### Aufgabenstellung:
Bitte schreib aus den Daten unten alles von der Zeile mit „of the tropical“ bis zum Ende der Daten zeichengetreu ab, einschließlich beider Enden.

### Übungsdaten:
+++++
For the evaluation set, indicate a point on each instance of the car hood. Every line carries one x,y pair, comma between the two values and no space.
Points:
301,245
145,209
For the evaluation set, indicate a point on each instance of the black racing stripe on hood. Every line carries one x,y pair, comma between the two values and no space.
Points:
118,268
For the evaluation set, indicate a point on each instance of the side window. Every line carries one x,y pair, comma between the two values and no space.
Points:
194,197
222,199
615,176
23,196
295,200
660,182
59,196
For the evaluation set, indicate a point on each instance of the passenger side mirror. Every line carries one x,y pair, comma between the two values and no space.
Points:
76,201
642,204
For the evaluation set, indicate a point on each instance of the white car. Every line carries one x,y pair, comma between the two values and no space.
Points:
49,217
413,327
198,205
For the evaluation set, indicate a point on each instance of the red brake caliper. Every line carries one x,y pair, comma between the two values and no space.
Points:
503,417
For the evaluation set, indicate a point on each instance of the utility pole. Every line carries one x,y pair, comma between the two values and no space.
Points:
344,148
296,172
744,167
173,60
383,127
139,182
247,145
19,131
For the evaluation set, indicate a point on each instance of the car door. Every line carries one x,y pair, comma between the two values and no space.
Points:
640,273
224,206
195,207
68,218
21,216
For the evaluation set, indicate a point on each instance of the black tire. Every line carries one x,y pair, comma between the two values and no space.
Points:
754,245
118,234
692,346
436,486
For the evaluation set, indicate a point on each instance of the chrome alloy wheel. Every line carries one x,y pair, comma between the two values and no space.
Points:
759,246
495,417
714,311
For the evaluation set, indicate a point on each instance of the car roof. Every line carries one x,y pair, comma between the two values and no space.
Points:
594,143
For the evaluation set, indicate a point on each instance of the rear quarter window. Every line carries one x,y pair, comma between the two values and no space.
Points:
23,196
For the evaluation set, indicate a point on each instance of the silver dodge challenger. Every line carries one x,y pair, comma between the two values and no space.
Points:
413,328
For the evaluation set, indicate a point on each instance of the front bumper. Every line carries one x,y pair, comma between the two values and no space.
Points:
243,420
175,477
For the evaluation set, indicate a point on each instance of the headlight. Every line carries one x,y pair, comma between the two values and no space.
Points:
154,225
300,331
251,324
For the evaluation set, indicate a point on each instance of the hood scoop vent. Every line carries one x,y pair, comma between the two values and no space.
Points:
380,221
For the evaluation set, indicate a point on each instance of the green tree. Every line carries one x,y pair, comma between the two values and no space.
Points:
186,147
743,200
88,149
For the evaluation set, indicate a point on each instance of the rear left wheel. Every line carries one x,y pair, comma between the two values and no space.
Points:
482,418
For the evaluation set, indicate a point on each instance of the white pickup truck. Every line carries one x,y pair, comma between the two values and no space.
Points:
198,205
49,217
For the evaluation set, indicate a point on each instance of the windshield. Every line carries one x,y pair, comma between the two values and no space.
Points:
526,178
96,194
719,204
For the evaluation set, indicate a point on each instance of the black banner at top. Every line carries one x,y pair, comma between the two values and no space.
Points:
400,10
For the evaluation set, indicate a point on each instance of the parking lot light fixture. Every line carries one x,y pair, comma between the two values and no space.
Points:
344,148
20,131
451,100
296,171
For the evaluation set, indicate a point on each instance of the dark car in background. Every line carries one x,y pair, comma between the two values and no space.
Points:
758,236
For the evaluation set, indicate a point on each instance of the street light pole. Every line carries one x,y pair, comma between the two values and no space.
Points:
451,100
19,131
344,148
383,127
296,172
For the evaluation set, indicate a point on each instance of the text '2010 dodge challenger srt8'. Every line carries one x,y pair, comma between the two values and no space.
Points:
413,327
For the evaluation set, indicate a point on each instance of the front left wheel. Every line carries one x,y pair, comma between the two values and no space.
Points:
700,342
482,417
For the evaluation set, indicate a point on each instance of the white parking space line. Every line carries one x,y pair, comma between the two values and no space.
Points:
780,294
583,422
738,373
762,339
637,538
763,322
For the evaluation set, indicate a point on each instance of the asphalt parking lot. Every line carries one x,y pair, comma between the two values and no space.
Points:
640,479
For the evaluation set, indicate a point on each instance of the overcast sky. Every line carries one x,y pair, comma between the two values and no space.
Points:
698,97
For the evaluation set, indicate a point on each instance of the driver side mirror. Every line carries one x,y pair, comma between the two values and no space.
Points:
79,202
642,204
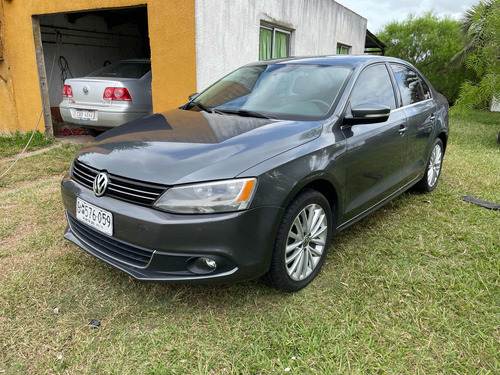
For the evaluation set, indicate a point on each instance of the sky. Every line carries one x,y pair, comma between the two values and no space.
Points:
381,12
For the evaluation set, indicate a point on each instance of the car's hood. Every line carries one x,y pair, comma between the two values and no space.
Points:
181,146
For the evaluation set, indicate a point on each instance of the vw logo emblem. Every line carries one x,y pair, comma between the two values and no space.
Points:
100,184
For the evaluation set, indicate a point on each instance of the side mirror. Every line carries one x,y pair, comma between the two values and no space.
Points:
369,113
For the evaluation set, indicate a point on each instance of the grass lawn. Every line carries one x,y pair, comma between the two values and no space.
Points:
414,288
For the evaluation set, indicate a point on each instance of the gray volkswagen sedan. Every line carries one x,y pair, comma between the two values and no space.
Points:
253,176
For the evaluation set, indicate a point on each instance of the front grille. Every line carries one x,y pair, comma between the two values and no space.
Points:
119,187
115,249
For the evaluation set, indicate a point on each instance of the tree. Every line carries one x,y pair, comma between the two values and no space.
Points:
429,43
481,25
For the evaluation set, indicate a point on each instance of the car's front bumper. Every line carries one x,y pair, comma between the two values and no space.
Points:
241,243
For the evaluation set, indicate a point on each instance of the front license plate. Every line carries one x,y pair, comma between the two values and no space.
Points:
85,114
95,217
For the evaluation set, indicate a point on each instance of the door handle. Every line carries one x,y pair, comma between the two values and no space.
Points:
402,129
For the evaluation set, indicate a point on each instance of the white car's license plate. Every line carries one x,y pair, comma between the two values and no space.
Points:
85,114
95,217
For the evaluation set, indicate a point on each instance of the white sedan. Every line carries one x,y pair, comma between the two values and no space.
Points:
111,96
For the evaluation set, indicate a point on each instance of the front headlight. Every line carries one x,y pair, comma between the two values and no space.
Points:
209,197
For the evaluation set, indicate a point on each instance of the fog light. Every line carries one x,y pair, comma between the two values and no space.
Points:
201,265
206,264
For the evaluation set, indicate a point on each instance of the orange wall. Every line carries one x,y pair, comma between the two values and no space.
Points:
173,54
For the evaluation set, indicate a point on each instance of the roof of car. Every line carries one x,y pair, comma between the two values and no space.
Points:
343,60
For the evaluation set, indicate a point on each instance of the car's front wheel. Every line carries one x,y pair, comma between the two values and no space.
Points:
301,243
433,170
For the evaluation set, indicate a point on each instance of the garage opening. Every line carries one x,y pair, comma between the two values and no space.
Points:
72,45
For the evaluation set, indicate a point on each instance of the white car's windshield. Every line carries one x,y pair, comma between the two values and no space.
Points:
289,91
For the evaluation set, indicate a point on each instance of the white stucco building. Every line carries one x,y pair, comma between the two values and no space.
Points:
231,33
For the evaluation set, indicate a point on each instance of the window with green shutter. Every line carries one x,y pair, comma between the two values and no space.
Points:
274,43
343,49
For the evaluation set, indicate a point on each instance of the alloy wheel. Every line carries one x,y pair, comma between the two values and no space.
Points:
306,242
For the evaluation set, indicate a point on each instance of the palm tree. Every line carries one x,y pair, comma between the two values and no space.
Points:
474,30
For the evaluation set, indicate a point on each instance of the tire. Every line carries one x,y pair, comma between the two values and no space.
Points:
307,245
433,169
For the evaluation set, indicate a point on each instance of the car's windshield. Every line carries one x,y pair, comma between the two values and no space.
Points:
123,69
286,91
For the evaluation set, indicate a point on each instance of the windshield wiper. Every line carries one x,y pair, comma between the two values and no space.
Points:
208,109
245,113
204,107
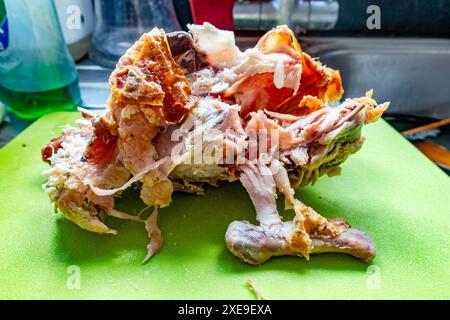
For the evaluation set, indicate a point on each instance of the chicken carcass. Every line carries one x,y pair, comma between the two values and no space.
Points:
191,109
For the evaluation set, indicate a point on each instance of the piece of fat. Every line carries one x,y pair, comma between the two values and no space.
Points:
219,45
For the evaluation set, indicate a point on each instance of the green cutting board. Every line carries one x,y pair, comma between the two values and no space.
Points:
388,189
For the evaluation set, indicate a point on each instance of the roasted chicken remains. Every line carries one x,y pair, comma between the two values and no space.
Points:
191,109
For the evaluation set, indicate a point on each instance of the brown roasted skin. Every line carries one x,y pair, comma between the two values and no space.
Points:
147,74
52,147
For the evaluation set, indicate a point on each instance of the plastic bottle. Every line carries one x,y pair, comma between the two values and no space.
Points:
37,73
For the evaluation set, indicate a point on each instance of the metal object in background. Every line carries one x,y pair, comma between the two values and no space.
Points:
119,23
299,15
411,73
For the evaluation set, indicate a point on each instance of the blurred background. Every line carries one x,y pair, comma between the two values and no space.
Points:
56,55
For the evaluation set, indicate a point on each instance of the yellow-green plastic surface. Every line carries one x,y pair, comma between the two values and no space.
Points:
388,189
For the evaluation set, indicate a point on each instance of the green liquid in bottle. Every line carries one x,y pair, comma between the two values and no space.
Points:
32,105
37,74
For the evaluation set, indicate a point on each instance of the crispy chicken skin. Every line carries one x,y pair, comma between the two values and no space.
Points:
190,109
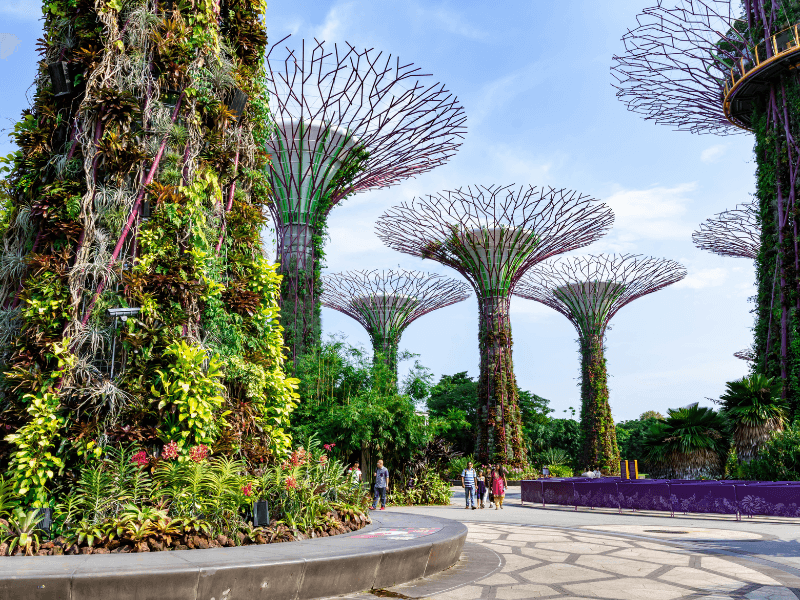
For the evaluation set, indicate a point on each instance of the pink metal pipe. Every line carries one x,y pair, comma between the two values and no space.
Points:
134,213
229,205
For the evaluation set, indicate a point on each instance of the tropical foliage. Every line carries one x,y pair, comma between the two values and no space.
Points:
139,185
691,443
755,407
130,501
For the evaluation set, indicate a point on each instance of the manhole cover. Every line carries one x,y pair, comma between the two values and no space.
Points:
663,531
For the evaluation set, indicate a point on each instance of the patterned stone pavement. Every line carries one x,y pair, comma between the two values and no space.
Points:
513,562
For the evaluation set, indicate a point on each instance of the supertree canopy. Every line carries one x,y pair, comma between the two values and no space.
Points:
492,235
589,291
137,304
347,120
387,302
723,67
735,232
+++++
### Ergebnis:
For the evaluation set, indicate a point on each instance of the tropical foliage. Every line carries one x,y pair, comma between the two values and no space.
Points:
139,185
691,443
755,407
130,501
For the evaluation set, indicate a point on each instance of the manhole cover. Every line carries one x,y pair, comma between the two values and no space.
Points:
663,531
For the evaluation set, indicate a point on each instance of the patterned stone pavement. Every line carries one x,y pair, comma between the two values and no space.
Points:
513,562
For the evaluation set, indicate a point on each instance of the supertree canopy. Every line carries one x,y pair, comma between the two values and no space.
Points:
492,235
589,291
137,304
347,120
387,302
723,67
735,232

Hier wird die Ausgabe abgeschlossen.